*Te doen*.
**1.** Beantwoord aan de hand van het leesfragment de volgende vragen:
(a) Welk parketnummer hoort bij het onder 2 tenlastegelegde?
(b) Op welke datum legde verdachte een verklaring af bij de politie?
(c) Bij wie bevestigde de aangeefster haar eerdere verklaringen in een verhoor?
**2.** Druk uit het leesfragment het stuk af dat begint met "Het hof overweegt" en doorloopt tot en met "aangeefster [aangeefster 2].".
**3.** Geef bij elke bewering aan of het leesfragment haar ondersteunt, met ja of nee en de letterlijk geciteerde woorden die de doorslag geven:
(a) Verdachte heeft bij de politie een verklaring afgelegd op 7 juli 2010.
(b) Het hof twijfelt aan de juistheid van de verklaringen van de aangeefster op dit punt.
(c) Het onder 2 tenlastegelegde valt onder parketnummer 05-900474-10.

*Leesfragment*.
-.-.-
Het hof overweegt daarbij in het bijzonder het volgende.
Ten aanzien van het onder 2 tenlastegelegde, parketnummer 05-900474-10
Het hof acht bewezen dat verdachte zich naast de orale penetratie (waarvan verdachte heeft erkend zich hieraan schuldig te hebben gemaakt) ook schuldig heeft gemaakt aan binnendringen met verdachtes penis in de vagina van aangeefster [aangeefster 2].
Aangeefster [aangeefster 2] heeft bij de politie verklaard dat verdachte met zijn penis circa 2 centimeter in haar vagina is geweest en in het verhoor bij de raadsheer-commissaris heeft zij haar eerdere verklaringen ook op dit onderdeel bevestigd. Het hof twijfelt niet aan de juistheid van de verklaringen van [aangeefster 2] op dit punt, temeer omdat verdachte tijdens de behandeling van zijn strafzaak bij de rechtbank heeft verklaard dat hij haar vagina heeft aangeraakt, dat hij de tampon heeft verwijderd aan het touwtje en dat zij pijn had toen hij zijn penis in haar vagina probeerde te brengen en daarom begon te schreeuwen. Het hof vindt naast deze verklaring van verdachte ook steun voor de aangifte van [aangeefster 2] in de verklaring die verdachte bij de politie heeft afgelegd op 7 juli 2010 inhoudende dat hij aanhoudend en op meerdere momenten heeft geprobeerd om met zijn penis in de vagina van aangeefster [aangeefster 2] te komen en dat toen aangeefster op haar knieën en handen zat verdachte zijn penis met één hand vasthield en zo probeerde zijn penis in haar vagina te drukken. Het hof acht niet bewezen dat verdachte met zijn penis in de anus van aangeefster is binnengedrongen.
-.-.-
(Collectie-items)
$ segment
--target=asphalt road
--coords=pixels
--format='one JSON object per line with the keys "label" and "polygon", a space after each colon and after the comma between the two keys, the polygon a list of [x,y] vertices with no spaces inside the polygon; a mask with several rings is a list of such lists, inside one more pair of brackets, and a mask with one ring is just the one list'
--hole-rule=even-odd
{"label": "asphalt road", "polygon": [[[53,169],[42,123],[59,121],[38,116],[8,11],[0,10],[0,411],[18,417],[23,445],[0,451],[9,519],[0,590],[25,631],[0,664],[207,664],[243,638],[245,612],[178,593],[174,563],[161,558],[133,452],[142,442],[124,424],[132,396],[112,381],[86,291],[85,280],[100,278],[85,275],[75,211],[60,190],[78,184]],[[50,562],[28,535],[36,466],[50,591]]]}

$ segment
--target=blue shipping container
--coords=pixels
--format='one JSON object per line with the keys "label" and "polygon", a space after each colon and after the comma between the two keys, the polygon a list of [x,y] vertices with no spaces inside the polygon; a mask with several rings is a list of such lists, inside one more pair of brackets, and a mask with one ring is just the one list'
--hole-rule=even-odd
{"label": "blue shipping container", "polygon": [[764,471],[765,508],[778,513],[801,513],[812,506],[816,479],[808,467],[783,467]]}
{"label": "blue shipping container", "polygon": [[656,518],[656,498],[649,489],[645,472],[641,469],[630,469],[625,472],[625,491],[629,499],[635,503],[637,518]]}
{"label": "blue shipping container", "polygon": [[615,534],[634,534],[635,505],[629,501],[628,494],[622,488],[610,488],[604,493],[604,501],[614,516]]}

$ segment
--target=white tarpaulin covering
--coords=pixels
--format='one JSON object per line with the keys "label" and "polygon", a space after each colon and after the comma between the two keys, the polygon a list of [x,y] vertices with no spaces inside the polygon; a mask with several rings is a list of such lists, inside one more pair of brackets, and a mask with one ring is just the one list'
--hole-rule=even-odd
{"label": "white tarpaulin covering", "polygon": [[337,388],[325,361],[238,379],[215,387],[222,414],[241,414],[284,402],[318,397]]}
-.-.-
*Antwoorden*.
**1.**
(a) 05-900474-10
(b) 7 juli 2010
(c) Bij de raadsheer-commissaris

**2.**
Het hof overweegt daarbij in het bijzonder het volgende.
Ten aanzien van het onder 2 tenlastegelegde, parketnummer 05-900474-10
Het hof acht bewezen dat verdachte zich naast de orale penetratie (waarvan verdachte heeft erkend zich hieraan schuldig te hebben gemaakt) ook schuldig heeft gemaakt aan binnendringen met verdachtes penis in de vagina van aangeefster [aangeefster 2].

**3.**
(a) Ja: "de verklaring die verdachte bij de politie heeft afgelegd op 7 juli 2010"
(b) Nee: "Het hof twijfelt niet aan de juistheid van de verklaringen van [aangeefster 2] op dit punt"
(c) Ja: "Ten aanzien van het onder 2 tenlastegelegde, parketnummer 05-900474-10"